*** Opening of Given text ***

Date Submitted: Dec 4, 2022
Date Accepted: Apr 28, 2023
Date Submitted to PubMed: May 1, 2023

The final, peer-reviewed published version of this preprint can be found here:

Evaluating Listening Performance for COVID-19 Detection by Clinicians and Machine Learning: Comparative Study

Han J, Montagna M, Grammenos A, Xia T, Bondareva E, Siegele-Brown C, Chauhan J, Dang T, Spathis D, Floto A, Cicuta P, Mascolo C

Evaluating Listening Performance for COVID-19 Detection by Clinicians and Machine Learning: Comparative Study

J Med Internet Res 2023;25:e44804

DOI: 10.2196/44804

PMID: 37126593

PMCID: 10206619

Comparing Listening Performance for COVID-19 Detection between Clinicians and Machine Learning: A Comparative Study

  • Jing Han; 
  • Marco Montagna; 
  • Andreas Grammenos; 
  • Tong Xia; 
  • Erika Bondareva; 
  • Chloë Siegele-Brown; 
  • Jagmohan Chauhan; 
  • Ting Dang; 
  • Dimitris Spathis; 
  • Andres Floto; 
  • Pietro Cicuta; 
  • Cecilia Mascolo

ABSTRACT

Background:

To date, performance comparisons between men and machines have been performed in many health domains. Yet, machine learning models and human performance comparisons in audio-based respiratory diagnosis remain largely unexplored.

*** Close of Given text ***
*** Opening of Dataset records ***

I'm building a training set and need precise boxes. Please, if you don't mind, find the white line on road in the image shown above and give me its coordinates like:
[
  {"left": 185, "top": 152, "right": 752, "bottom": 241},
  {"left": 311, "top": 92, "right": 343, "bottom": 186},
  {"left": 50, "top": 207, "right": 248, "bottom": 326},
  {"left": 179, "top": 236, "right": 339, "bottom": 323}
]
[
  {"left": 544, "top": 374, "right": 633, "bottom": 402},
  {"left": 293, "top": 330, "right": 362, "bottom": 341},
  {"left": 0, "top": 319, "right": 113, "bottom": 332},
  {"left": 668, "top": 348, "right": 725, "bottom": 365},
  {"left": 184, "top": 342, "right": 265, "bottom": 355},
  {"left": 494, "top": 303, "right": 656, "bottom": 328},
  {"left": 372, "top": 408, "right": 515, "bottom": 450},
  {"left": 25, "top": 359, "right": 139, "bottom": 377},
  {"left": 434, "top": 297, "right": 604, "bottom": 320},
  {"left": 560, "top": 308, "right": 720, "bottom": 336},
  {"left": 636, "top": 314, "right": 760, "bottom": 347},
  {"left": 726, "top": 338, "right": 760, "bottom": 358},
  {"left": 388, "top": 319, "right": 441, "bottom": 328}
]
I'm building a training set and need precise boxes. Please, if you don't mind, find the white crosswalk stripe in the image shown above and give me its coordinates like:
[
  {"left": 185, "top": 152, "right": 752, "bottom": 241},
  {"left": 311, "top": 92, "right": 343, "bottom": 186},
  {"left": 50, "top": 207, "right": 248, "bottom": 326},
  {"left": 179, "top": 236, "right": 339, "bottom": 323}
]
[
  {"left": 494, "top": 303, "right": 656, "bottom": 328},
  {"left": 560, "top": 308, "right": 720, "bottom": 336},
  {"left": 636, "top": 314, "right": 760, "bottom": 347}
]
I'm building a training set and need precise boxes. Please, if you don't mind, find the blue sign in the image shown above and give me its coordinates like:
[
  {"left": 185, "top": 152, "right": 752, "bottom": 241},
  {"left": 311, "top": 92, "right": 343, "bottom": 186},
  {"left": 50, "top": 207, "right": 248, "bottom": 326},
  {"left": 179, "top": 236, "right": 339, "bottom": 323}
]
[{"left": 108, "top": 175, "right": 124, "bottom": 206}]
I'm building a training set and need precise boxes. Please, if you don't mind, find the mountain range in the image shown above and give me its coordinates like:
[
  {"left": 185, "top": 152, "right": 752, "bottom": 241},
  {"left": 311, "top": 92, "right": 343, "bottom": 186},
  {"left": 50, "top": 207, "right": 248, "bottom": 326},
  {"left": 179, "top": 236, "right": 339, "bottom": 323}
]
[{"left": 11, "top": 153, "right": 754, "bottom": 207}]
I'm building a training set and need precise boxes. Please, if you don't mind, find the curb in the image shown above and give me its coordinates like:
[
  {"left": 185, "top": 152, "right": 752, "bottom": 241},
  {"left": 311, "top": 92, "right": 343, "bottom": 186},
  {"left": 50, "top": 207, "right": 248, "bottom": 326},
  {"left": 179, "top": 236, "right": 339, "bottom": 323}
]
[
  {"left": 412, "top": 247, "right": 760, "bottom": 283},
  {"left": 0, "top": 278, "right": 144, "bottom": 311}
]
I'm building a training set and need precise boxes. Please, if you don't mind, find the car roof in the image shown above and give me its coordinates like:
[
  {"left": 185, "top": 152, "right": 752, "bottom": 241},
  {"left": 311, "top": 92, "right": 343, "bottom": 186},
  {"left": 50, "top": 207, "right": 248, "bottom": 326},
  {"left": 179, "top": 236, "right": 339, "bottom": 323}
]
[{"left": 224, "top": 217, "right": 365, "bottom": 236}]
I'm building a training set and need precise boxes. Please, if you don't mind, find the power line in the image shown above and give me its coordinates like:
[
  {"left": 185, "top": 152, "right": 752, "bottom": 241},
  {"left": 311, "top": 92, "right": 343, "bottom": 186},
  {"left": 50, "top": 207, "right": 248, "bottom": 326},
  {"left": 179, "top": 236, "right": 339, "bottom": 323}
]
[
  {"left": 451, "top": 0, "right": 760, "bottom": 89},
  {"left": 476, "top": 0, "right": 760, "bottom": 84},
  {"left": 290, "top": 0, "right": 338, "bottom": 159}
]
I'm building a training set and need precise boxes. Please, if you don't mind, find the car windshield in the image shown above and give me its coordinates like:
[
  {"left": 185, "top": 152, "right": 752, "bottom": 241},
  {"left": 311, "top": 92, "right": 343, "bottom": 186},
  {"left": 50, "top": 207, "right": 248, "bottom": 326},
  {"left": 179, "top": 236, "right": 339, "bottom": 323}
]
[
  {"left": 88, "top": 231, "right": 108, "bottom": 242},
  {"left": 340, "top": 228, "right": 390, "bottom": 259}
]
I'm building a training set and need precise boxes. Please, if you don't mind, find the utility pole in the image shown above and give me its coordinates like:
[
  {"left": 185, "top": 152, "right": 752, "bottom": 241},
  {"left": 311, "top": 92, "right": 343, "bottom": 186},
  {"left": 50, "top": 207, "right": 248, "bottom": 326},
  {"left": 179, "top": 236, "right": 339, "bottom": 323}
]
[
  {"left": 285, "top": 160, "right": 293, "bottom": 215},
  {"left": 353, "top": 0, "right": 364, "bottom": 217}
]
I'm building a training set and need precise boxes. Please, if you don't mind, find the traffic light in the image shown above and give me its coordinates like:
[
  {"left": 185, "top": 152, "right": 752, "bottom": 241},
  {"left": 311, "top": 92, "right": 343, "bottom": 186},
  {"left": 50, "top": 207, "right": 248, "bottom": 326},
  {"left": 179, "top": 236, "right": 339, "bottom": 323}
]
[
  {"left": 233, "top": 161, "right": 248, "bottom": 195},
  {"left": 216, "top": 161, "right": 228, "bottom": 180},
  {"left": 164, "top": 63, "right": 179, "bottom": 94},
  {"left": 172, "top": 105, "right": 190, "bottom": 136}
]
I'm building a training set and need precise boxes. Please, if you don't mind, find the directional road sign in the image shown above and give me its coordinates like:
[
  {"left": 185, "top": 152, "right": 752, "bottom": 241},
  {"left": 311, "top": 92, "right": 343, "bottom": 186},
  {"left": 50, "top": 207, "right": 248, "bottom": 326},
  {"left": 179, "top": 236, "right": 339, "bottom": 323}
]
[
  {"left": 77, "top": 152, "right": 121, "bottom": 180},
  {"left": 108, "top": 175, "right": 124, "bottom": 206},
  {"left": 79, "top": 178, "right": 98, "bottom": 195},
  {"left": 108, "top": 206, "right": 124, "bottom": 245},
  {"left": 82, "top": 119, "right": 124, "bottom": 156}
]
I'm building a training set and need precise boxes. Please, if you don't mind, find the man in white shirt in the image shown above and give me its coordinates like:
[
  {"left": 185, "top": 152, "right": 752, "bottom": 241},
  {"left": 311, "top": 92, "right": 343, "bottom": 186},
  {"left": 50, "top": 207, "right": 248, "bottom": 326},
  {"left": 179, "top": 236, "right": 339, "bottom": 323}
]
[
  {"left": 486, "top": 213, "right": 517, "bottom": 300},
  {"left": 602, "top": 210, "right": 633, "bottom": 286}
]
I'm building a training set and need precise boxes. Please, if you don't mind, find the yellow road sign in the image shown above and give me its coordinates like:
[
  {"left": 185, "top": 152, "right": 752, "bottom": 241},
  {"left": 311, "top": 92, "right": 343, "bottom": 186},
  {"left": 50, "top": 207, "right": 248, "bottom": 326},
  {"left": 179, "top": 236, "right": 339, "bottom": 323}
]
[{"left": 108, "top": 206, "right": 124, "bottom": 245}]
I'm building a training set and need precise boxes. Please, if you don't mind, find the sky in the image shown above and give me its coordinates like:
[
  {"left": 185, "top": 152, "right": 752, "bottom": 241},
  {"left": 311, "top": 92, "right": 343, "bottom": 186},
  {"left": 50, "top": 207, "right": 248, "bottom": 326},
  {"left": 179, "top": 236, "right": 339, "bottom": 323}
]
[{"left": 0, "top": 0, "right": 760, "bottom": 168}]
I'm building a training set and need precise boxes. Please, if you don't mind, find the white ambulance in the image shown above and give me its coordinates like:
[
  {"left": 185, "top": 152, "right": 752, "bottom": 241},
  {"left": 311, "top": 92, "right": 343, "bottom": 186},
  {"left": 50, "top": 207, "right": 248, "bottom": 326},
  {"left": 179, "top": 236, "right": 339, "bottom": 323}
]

*** Close of Dataset records ***

● **Your task**: Set down, word for word, the portion of the preprint excerpt starting at "To date, performance" and ending at "remain largely unexplored.". The rows play no part in the work on the preprint excerpt.

● **Response to this exercise**:
To date, performance comparisons between men and machines have been performed in many health domains. Yet, machine learning models and human performance comparisons in audio-based respiratory diagnosis remain largely unexplored.